RECORDS FOR THE TASK section start

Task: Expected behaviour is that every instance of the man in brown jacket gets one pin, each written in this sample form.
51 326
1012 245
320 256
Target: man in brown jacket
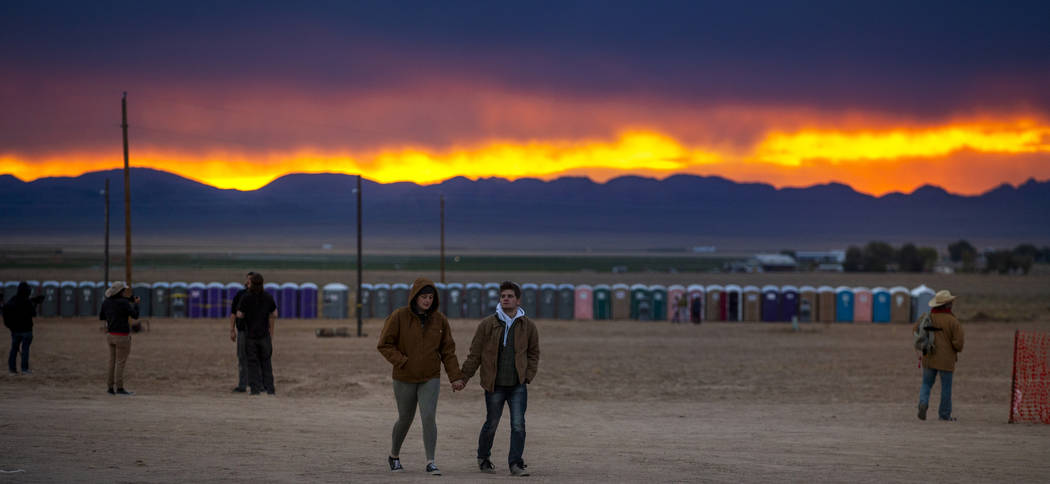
506 348
416 339
948 340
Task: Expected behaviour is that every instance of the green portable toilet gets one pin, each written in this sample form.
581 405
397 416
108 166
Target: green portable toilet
603 301
642 304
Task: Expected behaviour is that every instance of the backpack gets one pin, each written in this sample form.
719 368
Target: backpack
924 336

RECORDS FOR THE TASK section end

Check each line above for the string "form" and return those that contain it.

▸ ANSWER SPACE
Task: Expected behaviour is that every instance of the man in brown jacket gets one pin, each written in this sample form.
Task: Expected behaviour is that every instance of the green portable toilet gets one pin, each written in this sample form.
Task: Expected behaviour is that every instance of the backpack gets one pin, each written in this sample form.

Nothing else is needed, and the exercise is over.